START SOURCE EXTRACT

BeiGene currently markets two internally discovered oncology medicines in China: BTK inhibitor, BRUKINSA (zanubrutinib), and anti-PD-1 antibody, tislelizumab. It also markets or plans to market in China additional oncology products licensed from Amgen Inc., Celgene Logistics Sàrl, a Bristol Myers Squibb (BMS) company, and EUSA Pharma.

Cancer is the leading cause of death in China, and the number of cancer patients is on the rise. According to data from the International Agency for Research on Cancer (IARC) of the World Health Organization (WHO), in 2020, 4.6 million new cases of cancers were diagnosed in China, accounting for 23.7% of the world’s total cases, and there were 3 million cancer deaths in the country, accounting for 30% of the world’s total. Meanwhile, cancer treatment resources are mostly concentrated in China’s first- and second-tier cities. Therefore, the current challenge in the treatment of cancer in China lies not only in the availability of safe and efficacious drugs, but also in the fact that a large number of cancer patients in the country face the unfortunate situation of needing to seek both immediate medical treatment and long-term follow-up care outside of their local communities.

END SOURCE EXTRACT

TASK REQUIREMENTS:
A: In the BeiGene text, what share of the world's total cancer cases did China's 2020 new diagnoses represent?
B: Continue the BeiGene text on cancer care in China from its last sentence.

START EXCERPTED RECORDS

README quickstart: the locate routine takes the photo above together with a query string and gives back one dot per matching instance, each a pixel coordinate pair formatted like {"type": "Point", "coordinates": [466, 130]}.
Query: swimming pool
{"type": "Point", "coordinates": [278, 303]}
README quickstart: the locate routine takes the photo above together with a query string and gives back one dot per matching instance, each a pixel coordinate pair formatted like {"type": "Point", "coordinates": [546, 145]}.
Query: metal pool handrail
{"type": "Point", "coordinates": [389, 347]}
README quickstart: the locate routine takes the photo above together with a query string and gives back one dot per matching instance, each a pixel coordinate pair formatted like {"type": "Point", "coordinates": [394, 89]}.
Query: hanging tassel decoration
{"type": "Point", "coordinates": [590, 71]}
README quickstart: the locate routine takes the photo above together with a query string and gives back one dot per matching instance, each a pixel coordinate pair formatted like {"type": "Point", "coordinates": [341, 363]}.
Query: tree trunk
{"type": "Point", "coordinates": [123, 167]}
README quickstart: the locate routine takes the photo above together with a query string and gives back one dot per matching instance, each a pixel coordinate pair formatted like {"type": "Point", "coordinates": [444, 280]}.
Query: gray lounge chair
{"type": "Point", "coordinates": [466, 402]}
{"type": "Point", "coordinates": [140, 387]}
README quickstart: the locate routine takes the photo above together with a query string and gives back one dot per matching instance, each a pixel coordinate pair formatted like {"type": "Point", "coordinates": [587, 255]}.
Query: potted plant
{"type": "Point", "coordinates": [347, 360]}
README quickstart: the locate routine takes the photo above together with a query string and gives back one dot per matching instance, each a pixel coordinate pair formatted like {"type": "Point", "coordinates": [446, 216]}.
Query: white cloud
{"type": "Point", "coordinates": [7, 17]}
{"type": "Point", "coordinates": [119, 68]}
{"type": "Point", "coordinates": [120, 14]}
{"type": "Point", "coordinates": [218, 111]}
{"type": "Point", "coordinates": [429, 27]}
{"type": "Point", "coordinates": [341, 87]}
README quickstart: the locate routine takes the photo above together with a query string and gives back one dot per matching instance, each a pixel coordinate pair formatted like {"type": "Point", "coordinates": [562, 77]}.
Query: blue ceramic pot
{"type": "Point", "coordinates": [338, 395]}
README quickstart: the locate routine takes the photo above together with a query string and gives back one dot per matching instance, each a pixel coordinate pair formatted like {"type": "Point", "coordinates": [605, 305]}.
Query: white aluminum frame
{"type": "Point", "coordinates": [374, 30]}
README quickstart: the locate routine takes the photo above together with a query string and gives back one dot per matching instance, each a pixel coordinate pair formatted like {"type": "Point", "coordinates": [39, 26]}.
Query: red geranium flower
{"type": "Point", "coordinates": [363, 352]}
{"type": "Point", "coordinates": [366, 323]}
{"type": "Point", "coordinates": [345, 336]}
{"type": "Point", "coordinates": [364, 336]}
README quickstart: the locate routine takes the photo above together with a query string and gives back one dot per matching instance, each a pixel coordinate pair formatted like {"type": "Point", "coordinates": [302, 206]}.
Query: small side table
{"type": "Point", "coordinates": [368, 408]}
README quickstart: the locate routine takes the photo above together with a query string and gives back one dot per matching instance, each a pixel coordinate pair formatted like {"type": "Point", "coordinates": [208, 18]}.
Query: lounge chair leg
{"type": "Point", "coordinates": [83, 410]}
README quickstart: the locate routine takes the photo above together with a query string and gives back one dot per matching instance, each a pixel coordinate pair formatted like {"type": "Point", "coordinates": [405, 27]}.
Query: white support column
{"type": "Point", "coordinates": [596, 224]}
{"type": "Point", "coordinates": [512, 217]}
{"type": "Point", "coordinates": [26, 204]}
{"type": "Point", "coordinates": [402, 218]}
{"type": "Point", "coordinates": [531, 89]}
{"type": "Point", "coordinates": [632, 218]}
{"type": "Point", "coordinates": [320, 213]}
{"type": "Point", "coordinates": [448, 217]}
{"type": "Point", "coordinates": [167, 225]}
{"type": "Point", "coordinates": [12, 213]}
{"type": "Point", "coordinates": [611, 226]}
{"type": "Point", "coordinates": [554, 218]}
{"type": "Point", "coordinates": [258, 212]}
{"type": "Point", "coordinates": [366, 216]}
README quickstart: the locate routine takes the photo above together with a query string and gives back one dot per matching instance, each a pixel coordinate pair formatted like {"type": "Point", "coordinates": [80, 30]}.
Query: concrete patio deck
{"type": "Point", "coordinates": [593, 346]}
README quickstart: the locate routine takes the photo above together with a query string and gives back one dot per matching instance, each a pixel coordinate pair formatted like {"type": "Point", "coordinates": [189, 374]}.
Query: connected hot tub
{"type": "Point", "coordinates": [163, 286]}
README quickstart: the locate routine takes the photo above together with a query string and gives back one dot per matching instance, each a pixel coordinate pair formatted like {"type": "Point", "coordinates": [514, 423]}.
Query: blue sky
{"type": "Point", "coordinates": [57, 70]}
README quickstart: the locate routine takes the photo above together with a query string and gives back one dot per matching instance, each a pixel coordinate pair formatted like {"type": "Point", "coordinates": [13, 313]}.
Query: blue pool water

END EXCERPTED RECORDS

ANSWER SET:
A: 23.7%

B:
Answering the urgent call to make cancer care more efficient and patient-friendly in China, the two companies will cooperate around a "Internet + Medicine & Healthcare" model, leveraging 111’s Internet hospital, smart supply chain network, data-driven AI solutions, such as digital advertising, and online and offline direct-to-patient (DTP) delivery of medicines to create an unique oncology management platform. The platform will further empower doctors to improve the efficiency of patient management, especially for patients outside of the hospital, and will not only extend their service cycles, but also expand their service radius. At the same time, through this efficient and convenient doctor-patient communication platform, it will be possible to provide patients with a digital, one-stop service for medical care and medicine, improving the accessibility of BeiGene’s innovative oncology drugs.

According to Dr. Wu Xiaobin, president of BeiGene, the Internet+ model will be a catalyst for driving innovation in oncology, and he hopes that this partnership with 111 will enable BeiGene to further its innovative goals through the wings of digitization. By leveraging the power of the Internet, BeiGene will be able to bring its innovative drugs and services to more patients nationwide.

Ms. Wu Qingyi, Chief Commercial Officer of BeiGene Greater China, said, "In order to further promote the commercialization of oncology innovative drugs, we hope to use 111’s industry leading technology and digital service to establish the "last mile" delivery of oncology disease medical services in China. This will allow us to provide more high-quality innovative medicines and improve the accessibility of our medical resources to patients in China."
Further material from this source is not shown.